Each record should be set down again so that it matches the original exactly.

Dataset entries

>>>

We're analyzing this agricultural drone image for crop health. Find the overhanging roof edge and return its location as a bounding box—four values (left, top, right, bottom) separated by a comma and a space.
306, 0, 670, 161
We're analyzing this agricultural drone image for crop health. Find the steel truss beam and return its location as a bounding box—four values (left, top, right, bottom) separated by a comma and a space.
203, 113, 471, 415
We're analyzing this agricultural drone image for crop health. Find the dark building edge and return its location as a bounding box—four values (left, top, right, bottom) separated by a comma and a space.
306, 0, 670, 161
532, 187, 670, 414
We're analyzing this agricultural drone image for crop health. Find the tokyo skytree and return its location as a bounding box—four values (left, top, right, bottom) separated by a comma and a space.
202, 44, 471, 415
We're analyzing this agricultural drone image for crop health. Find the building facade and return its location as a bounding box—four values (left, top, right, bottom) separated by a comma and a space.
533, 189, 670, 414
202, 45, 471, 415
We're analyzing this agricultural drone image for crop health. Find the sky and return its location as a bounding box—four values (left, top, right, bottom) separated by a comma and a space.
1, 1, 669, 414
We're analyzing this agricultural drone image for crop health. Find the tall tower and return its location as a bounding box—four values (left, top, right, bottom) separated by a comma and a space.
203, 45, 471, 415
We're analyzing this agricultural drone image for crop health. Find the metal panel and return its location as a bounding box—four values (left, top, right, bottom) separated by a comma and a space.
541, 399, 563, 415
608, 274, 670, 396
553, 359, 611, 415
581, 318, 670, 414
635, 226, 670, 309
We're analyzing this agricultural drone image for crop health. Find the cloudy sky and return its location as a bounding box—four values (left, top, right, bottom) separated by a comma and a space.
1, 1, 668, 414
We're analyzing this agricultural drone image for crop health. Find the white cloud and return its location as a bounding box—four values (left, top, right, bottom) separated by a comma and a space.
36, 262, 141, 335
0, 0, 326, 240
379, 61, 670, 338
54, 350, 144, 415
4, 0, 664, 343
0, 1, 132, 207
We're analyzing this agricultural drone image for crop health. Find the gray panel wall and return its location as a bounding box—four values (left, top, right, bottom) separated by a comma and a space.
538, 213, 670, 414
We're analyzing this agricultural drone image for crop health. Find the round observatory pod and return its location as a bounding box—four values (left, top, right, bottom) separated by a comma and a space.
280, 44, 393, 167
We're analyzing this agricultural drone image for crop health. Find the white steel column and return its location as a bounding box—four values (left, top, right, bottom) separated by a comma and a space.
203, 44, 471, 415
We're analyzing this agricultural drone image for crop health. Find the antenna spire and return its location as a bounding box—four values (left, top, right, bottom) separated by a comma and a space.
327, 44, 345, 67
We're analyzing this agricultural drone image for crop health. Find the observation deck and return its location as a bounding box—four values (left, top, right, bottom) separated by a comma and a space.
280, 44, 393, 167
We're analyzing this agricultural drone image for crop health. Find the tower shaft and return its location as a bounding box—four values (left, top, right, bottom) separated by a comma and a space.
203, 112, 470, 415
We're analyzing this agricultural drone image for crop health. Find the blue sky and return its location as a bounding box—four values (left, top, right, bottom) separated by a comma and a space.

<<<

● **TASK RESULT**
We're analyzing this agricultural drone image for crop health. Find the overhanging roof edge and return its location as a bounding box—four values (left, top, right, bottom) separated by a comma and a space.
306, 0, 670, 161
We're analyzing this agricultural drone image for crop health. Find the steel truss beam and return its location as a bounding box—four values (left, top, right, bottom) separated by a comma and a space.
203, 113, 471, 415
We're analyzing this agricultural drone image for crop health. Find the dark building edge and return its location as a bounding box—four values (left, top, right, bottom) separated by a comma and a space.
306, 0, 670, 161
532, 187, 670, 414
We're analyzing this agricultural drone image for crop health. Find the tokyo skytree and return its location as a bounding box—four values (left, top, right, bottom) separated by a comma and a space.
202, 44, 471, 415
We're analyzing this agricultural drone image for crop health. Find the building facade and return its location as a bounding box—four values (left, top, right, bottom) separated by a comma and a space.
533, 189, 670, 414
202, 45, 471, 415
We're analyzing this agricultural drone image for crop health. Find the sky and return its location as a bounding box—four values (left, top, right, bottom) separated by a comma and a space.
1, 1, 669, 414
We're analyzing this agricultural drone image for crop health. Find the tall tower and return its location as a bounding box—four values (left, top, right, bottom) separated by a comma and a space.
203, 45, 471, 415
We're analyzing this agricultural drone image for crop health. Find the metal panel and return its location as a bounding box—four values (left, top, right, bottom) separated by a comma and a space.
541, 399, 563, 415
608, 274, 670, 396
553, 359, 611, 415
581, 318, 670, 414
635, 226, 670, 309
We're analyzing this agricultural drone image for crop health. Find the cloudy sky and return its location as a bounding box—four values (left, top, right, bottom) separated by a comma and a space.
1, 1, 668, 414
We're analyzing this agricultural drone image for crop health. Find the white cloud and return its location as a bounding box—four values (left, top, right, bottom) separated by a comma and a space.
36, 262, 141, 335
0, 0, 326, 240
379, 61, 670, 338
54, 350, 144, 415
4, 0, 664, 343
0, 1, 132, 207
We're analyzing this agricultural drone image for crop health. Find the gray panel wall and return its location as a bounding box—four values (left, top, right, bottom) separated by a comma and a space.
538, 213, 670, 414
We're analyzing this agricultural drone image for crop health. Find the round observatory pod and return its location as a bounding box—four values (left, top, right, bottom) separated by a comma and a space.
280, 44, 393, 167
We're analyzing this agricultural drone image for crop health. Find the white steel column and return its location as a bounding box—four values (left, top, right, bottom) separated by a comma and a space.
203, 44, 471, 415
We're analyzing this agricultural drone image for crop health. Find the antenna spire and return its location as a bounding box—four values (left, top, right, bottom) separated by a comma and a space.
327, 44, 345, 67
We're analyzing this agricultural drone image for crop health. Find the observation deck and return its location as a bounding box—four values (left, top, right, bottom) separated by a comma and a space.
280, 44, 393, 167
We're analyzing this agricultural drone image for crop health. Find the tower shaft and return its location as a bounding box—four values (left, top, right, bottom) separated by a comma and a space.
203, 112, 470, 415
We're analyzing this agricultural drone image for crop health. Find the blue sky and return its location as a bounding box—four values (left, top, right, bottom) separated by a comma and a space.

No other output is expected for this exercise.